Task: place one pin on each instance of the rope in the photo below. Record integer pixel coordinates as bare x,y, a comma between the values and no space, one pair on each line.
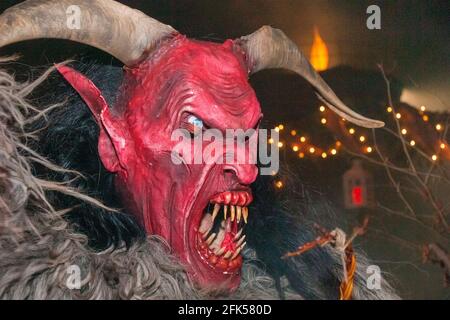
337,239
346,287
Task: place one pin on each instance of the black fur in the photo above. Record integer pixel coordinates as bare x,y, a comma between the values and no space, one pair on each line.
70,140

● ● ●

» Required work
Can you reproduce all the records above, requests included, with 121 added to every x and y pixel coordinate in the answers? Leave out the pictures.

» Complete response
Task: place one pin on each instance of the rope in the photo below. Record integer pixel coordinates as bare x,y, a comma between the values and no space, one pair on each line.
458,360
467,408
Task: place one pin on each instance of the black fur in the photo above. Record integer pixel coordinates as bare x,y, a comma between the values and no space, one pair on each line.
191,261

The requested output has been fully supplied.